» **What to do**:
Write out, please, the line containing "Outline every instance of the blue eye." together with all lines after it, up to and including the last one, with no other output.

Collection entries:
+++

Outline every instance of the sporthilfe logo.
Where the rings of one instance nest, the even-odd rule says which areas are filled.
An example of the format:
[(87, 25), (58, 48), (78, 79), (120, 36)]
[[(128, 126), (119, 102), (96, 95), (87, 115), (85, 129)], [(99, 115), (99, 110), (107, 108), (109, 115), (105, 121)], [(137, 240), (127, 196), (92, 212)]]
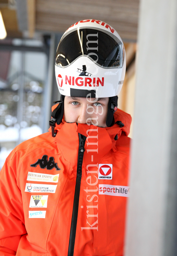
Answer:
[(112, 180), (112, 165), (111, 164), (100, 164), (98, 166), (99, 180)]
[(58, 82), (60, 87), (62, 87), (63, 85), (63, 79), (62, 76), (60, 74), (58, 76)]

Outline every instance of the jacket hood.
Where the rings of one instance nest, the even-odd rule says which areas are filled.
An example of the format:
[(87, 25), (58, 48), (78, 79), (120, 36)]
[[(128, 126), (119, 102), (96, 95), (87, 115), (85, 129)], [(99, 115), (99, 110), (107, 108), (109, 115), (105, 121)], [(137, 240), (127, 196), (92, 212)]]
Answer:
[[(52, 111), (53, 111), (56, 107), (58, 105), (58, 104), (56, 104), (52, 106)], [(115, 135), (117, 134), (118, 138), (121, 135), (122, 132), (124, 132), (125, 135), (128, 136), (130, 133), (130, 125), (132, 120), (132, 118), (130, 115), (118, 108), (117, 111), (114, 113), (114, 117), (115, 120), (115, 124), (114, 125), (110, 127), (106, 127), (104, 128), (99, 127), (99, 128), (100, 129), (106, 129), (110, 137), (112, 137), (114, 135), (115, 137)], [(119, 125), (115, 123), (117, 121), (121, 121), (123, 124), (124, 126), (123, 127), (120, 127)], [(63, 125), (66, 122), (64, 119), (64, 116), (63, 116), (62, 122), (60, 125), (58, 125), (56, 123), (55, 130), (57, 131), (60, 131)], [(86, 132), (88, 129), (90, 130), (93, 129), (95, 129), (96, 127), (96, 126), (93, 125), (91, 125), (89, 126), (86, 124), (78, 124), (77, 126), (78, 128), (77, 131), (77, 132), (86, 137), (88, 136)], [(48, 131), (51, 131), (51, 127), (49, 129)]]
[[(52, 111), (57, 106), (56, 104), (52, 107)], [(97, 145), (96, 146), (98, 146), (97, 143), (98, 143), (99, 158), (105, 155), (111, 149), (114, 152), (117, 152), (116, 143), (118, 143), (118, 138), (121, 134), (123, 134), (123, 135), (128, 136), (129, 134), (132, 118), (130, 115), (118, 109), (114, 113), (114, 116), (115, 124), (111, 127), (102, 128), (93, 125), (88, 125), (86, 124), (66, 123), (64, 118), (60, 124), (57, 125), (56, 124), (55, 130), (58, 131), (55, 137), (57, 143), (60, 145), (59, 146), (62, 152), (67, 152), (67, 155), (66, 156), (66, 159), (67, 158), (68, 161), (71, 162), (75, 162), (77, 159), (77, 156), (73, 155), (72, 149), (73, 145), (76, 146), (78, 144), (78, 137), (76, 135), (78, 133), (87, 137), (84, 147), (88, 153), (89, 150), (93, 152), (95, 150), (96, 155), (98, 155), (98, 152), (95, 149), (95, 145)], [(121, 121), (124, 124), (124, 126), (120, 127), (116, 123), (117, 121)], [(49, 131), (51, 132), (51, 127)], [(95, 136), (97, 135), (98, 137), (96, 139)], [(115, 137), (116, 135), (117, 136), (117, 140), (115, 140)], [(77, 146), (78, 147), (78, 144)], [(62, 150), (61, 148), (63, 148)], [(95, 157), (95, 160), (96, 158)]]

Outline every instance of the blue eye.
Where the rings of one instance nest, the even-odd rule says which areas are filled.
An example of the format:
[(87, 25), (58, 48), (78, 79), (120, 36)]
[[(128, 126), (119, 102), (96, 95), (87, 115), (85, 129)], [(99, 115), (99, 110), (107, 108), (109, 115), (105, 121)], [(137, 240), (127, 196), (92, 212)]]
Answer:
[(94, 103), (93, 106), (95, 106), (96, 107), (100, 107), (100, 106), (101, 106), (101, 104), (100, 103), (98, 103), (98, 102), (96, 102), (95, 103)]
[(77, 101), (74, 101), (74, 102), (72, 102), (71, 104), (72, 104), (73, 105), (77, 105), (78, 103), (78, 102), (77, 102)]

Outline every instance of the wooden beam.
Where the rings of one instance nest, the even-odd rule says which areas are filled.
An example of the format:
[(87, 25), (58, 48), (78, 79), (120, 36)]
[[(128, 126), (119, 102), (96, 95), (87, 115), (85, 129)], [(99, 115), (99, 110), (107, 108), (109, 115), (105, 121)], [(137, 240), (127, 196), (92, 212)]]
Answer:
[(27, 8), (28, 36), (29, 37), (33, 37), (35, 31), (36, 22), (35, 0), (27, 0)]

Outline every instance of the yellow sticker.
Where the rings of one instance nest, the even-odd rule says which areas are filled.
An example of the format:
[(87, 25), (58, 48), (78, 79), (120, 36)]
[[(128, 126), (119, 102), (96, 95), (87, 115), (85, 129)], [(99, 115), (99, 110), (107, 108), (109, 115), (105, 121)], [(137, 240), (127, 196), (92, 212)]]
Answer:
[(53, 179), (53, 180), (54, 181), (56, 181), (58, 178), (58, 176), (55, 176), (54, 177), (54, 178)]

+++

» **Answer to this problem**:
Outline every instance of the blue eye.
Where the rings of one instance nest, the even-odd rule says which areas are filled.
An example of the format:
[(87, 25), (58, 48), (78, 79), (120, 36)]
[[(128, 126), (119, 102), (96, 95), (87, 115), (85, 129)], [(99, 115), (99, 110), (107, 108), (109, 115), (105, 121)], [(137, 240), (127, 196), (92, 212)]]
Answer:
[(94, 103), (93, 106), (95, 106), (96, 107), (100, 107), (100, 106), (101, 106), (101, 104), (100, 103), (98, 103), (98, 102), (96, 102), (95, 103)]
[(77, 101), (74, 101), (74, 102), (72, 102), (71, 104), (72, 104), (73, 105), (77, 105), (78, 103), (78, 102), (77, 102)]

Outline every instance of the wooden beam.
Where the rings of one instance nest, the even-odd rule says which areas are filled.
An example of the format:
[(87, 25), (58, 48), (78, 79), (120, 36)]
[[(128, 126), (119, 102), (96, 95), (87, 115), (85, 129)], [(99, 115), (99, 110), (107, 108), (109, 115), (105, 121)], [(137, 240), (127, 196), (92, 212)]]
Answer:
[(27, 8), (28, 36), (29, 37), (33, 37), (35, 31), (36, 22), (35, 0), (27, 0)]

Outline every instance of the yellow sticker.
Where the rings of one instance nest, the even-odd rule says which areas are filled.
An example of the format:
[(87, 25), (58, 48), (78, 79), (120, 36)]
[[(128, 126), (119, 102), (96, 95), (87, 115), (85, 129)], [(99, 115), (99, 110), (107, 108), (109, 115), (105, 121)], [(137, 240), (127, 196), (92, 212)]]
Answer:
[(53, 179), (53, 180), (54, 181), (56, 181), (58, 178), (58, 176), (55, 176), (54, 177), (54, 178)]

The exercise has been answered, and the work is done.